And remember my reference to designing plots for hunting success? If you let the John Deere run wildly, you may have planted a plot too large to hunt. This becomes a real challenge for bowhunters looking out over an ocean of crops on a large field. Shots could range from 40 to more than 100 yards. A rangefinder helps you measure distances during onsite planning visits in addition to hunting app assistance. Extreme shooting distances, when jacked up on adrenaline, create many nightmares hunters relive every season.
More food is not necessarily a bad thing, but plant with purpose. Plant crops that mature at different times. Design plots for your hunting weapon, and scout out all nearby food sources in preparation for deer to jump ship to other nutrition.
The Ugly
OK, you mulled over having too much food as a good thing and how it could snowball into a bad thing. Here’s the ugly. Food plot implementation is expensive, and prices vary depending on your equipment, seed, and ground preparation, but if you want your plots to succeed, you need to invest.
As of this writing, inflation currently sits at five percent. That raises the price of everything you look at, including that candy bar in the feed store vending machine. Fuel prices are $3.53 per gallon, and diesel stands at approximately $4 per gallon. Remember when both of those were closer to $2 per gallon? Ah, the good old days of 2019. Fertilizer prices have skyrocketed due to inflation and the ongoing war in Ukraine with Russia. And, of course, the price of seed has gone up with an increase of 10 to 20 percent, depending on the variety over 2022 pricing. Forget about equipment altogether. Tractors have jumped 25 percent in some markets.
Enough of the ugly. You can get through this by farming smart. First, to ensure your crops grow, consider a soil test. This will reveal whether your soil PH levels are adequate for growing excellent deer feed, and it could add more expense with a coating of lime, but it is worth it for healthy crops. Next, consider smaller farming chores using an ATV, UTV, or even a pickup truck with implements like those from Plotmaster. Another option is to hire a local farmer to plant for you, thus saving you on equipment costs, plus utilizing their lifetime of farming expertise to get the most from your dollar.
Food plot season is underway, and it is time to mull the good, the bad, and the ugly. Do not get discouraged. Your food plot efforts have plenty of pulling power to keep the good coming with hunting memories. Most of my whitetails have come from food plot edges and surrounding habitats, and in my opinion, food plots are one of the best investments you can make.

— Data supplied —
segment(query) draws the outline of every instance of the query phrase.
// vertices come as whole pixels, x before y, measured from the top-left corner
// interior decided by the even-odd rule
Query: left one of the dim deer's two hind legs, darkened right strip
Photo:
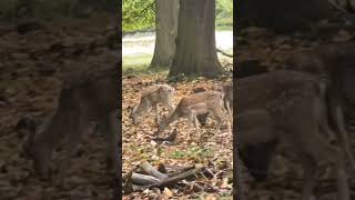
[[[302,156],[302,166],[304,169],[303,181],[302,181],[302,200],[314,199],[313,187],[315,182],[315,170],[316,163],[313,158],[308,154]]]

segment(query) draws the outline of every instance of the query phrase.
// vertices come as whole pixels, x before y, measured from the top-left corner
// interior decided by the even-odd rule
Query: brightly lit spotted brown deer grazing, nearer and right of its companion
[[[224,94],[219,91],[205,91],[199,93],[192,93],[187,97],[184,97],[180,100],[174,112],[170,114],[165,120],[159,124],[156,133],[161,133],[164,129],[179,118],[185,118],[189,122],[190,130],[187,131],[187,140],[190,140],[190,131],[192,126],[197,131],[199,139],[201,139],[201,133],[199,129],[199,123],[196,116],[203,113],[211,113],[216,120],[216,132],[215,136],[220,132],[222,122],[225,120],[223,111],[223,98]],[[227,121],[227,120],[226,120]],[[227,121],[227,129],[231,132],[230,122]],[[200,140],[199,140],[200,141]]]

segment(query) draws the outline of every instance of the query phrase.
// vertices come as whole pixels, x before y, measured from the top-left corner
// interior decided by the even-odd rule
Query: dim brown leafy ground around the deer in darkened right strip
[[[285,67],[286,60],[295,52],[312,50],[320,44],[349,41],[355,39],[355,31],[328,31],[312,33],[276,34],[266,29],[247,28],[237,33],[235,42],[237,51],[234,53],[237,58],[237,66],[244,61],[256,60],[258,64],[268,67],[268,70],[281,69]],[[242,66],[242,64],[240,64]],[[354,140],[354,139],[353,139]],[[353,141],[352,140],[352,141]],[[353,142],[354,144],[354,142]],[[353,146],[353,149],[355,147]],[[255,183],[246,170],[245,177],[247,192],[246,199],[300,199],[302,168],[300,163],[288,161],[281,156],[273,160],[271,176],[263,183]],[[318,180],[315,194],[320,200],[331,200],[336,192],[336,181],[332,177],[325,176],[325,172],[317,171]],[[352,180],[352,199],[355,184]],[[335,198],[336,199],[336,198]]]

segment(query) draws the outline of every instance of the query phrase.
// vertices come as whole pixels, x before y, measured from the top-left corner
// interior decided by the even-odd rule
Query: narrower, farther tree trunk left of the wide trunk
[[[179,0],[155,0],[155,48],[151,68],[170,68],[175,53]]]

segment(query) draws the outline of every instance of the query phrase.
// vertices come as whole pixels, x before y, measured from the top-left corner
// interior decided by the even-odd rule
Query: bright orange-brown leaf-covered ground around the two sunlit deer
[[[193,191],[191,187],[194,182],[189,182],[183,187],[171,187],[164,190],[144,190],[141,192],[133,192],[124,196],[124,199],[232,199],[232,136],[227,133],[226,127],[222,128],[222,132],[214,140],[215,122],[212,119],[207,120],[206,127],[201,128],[202,141],[197,141],[196,134],[192,131],[192,141],[187,142],[185,139],[186,123],[180,120],[178,123],[171,124],[164,131],[163,136],[170,134],[174,128],[178,130],[178,139],[173,143],[156,143],[152,140],[156,131],[156,123],[154,113],[150,112],[146,119],[134,126],[129,118],[130,107],[136,104],[140,100],[140,92],[142,88],[165,82],[166,72],[159,72],[152,74],[140,76],[124,76],[122,88],[122,130],[123,130],[123,173],[129,172],[134,166],[143,161],[149,161],[152,166],[158,167],[164,164],[166,169],[178,170],[191,166],[205,166],[215,172],[215,178],[199,178],[194,182],[201,183],[202,191]],[[229,78],[221,78],[221,80],[207,80],[197,78],[192,81],[183,80],[175,83],[170,83],[176,90],[174,96],[174,104],[179,100],[193,92],[194,88],[213,89],[215,86],[227,80]],[[164,118],[168,114],[166,110],[162,110],[161,114]],[[178,170],[179,171],[179,170]]]

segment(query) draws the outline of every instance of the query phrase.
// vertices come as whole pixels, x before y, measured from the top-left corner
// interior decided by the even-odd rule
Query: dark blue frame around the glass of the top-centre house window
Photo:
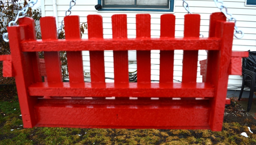
[[[146,12],[174,12],[174,0],[168,0],[169,6],[168,8],[164,8],[166,6],[159,6],[160,8],[156,8],[156,6],[146,5],[146,6],[137,6],[129,7],[129,5],[120,5],[122,8],[117,7],[113,8],[111,5],[108,7],[103,6],[103,0],[98,0],[98,4],[102,5],[102,8],[98,11],[146,11]],[[147,8],[146,8],[147,7]],[[161,8],[162,7],[162,8]]]

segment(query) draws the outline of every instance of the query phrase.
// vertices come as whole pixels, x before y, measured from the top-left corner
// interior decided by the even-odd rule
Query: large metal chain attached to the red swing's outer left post
[[[27,3],[27,6],[26,6],[26,7],[24,7],[22,10],[18,11],[15,20],[14,20],[14,21],[10,21],[10,22],[8,23],[8,26],[10,27],[10,26],[17,25],[17,21],[19,20],[19,18],[25,17],[26,14],[27,14],[28,9],[29,9],[30,7],[33,7],[36,3],[37,3],[37,0],[35,0],[35,1],[33,1],[33,0],[29,1],[29,2]],[[9,42],[9,38],[8,38],[8,33],[7,33],[7,32],[3,34],[3,40],[4,40],[5,42]]]

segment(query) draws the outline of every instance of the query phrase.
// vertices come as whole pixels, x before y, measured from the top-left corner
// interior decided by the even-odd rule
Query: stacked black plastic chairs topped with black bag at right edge
[[[247,105],[247,112],[249,112],[251,110],[253,93],[256,90],[256,86],[255,86],[256,51],[249,50],[249,57],[243,58],[242,75],[243,75],[242,88],[241,88],[238,100],[240,100],[242,97],[244,86],[249,87],[250,95],[249,95],[249,101]]]

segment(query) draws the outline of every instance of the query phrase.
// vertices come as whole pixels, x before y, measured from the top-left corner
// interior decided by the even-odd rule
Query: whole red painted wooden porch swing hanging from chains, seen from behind
[[[3,76],[15,77],[24,127],[221,131],[230,103],[228,76],[241,75],[241,58],[248,56],[231,50],[234,23],[213,13],[209,38],[199,38],[200,15],[187,14],[184,37],[174,38],[175,16],[163,14],[160,38],[151,38],[150,19],[149,14],[136,15],[134,39],[127,38],[124,14],[112,16],[113,39],[103,39],[99,15],[87,16],[88,39],[80,39],[78,16],[64,18],[66,39],[57,39],[54,17],[41,18],[42,40],[36,40],[31,18],[8,27],[11,55],[0,60]],[[91,82],[84,82],[82,50],[90,52]],[[114,83],[105,83],[104,50],[113,50]],[[137,51],[136,83],[129,82],[127,50]],[[151,83],[151,50],[160,50],[159,83]],[[174,50],[183,50],[182,83],[172,80]],[[198,50],[208,51],[200,62],[201,83],[196,82]],[[44,51],[43,60],[39,51]],[[59,51],[67,51],[69,82],[62,80]]]

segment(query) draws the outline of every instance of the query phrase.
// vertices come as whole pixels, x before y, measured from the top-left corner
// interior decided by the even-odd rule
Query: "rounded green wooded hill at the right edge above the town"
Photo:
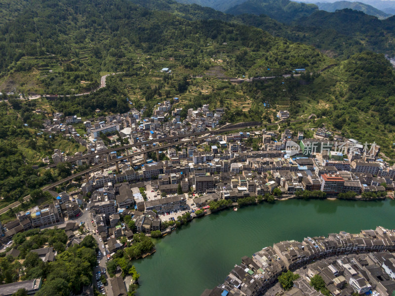
[[[390,115],[395,106],[394,82],[389,61],[362,52],[314,79],[296,96],[295,105],[306,99],[325,102],[330,107],[321,107],[316,114],[325,116],[327,124],[362,143],[375,139],[387,155],[394,155],[395,120]]]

— Work item —
List every percentage figure that appears in the food plot text, and give what each one describes.

— Answer section —
- Five percent: the current inflation rate at the time of writing.
- 10 to 20 percent: the increase in seed prices over 2022 pricing, depending on the variety.
- 25 percent: the jump in tractor prices in some markets.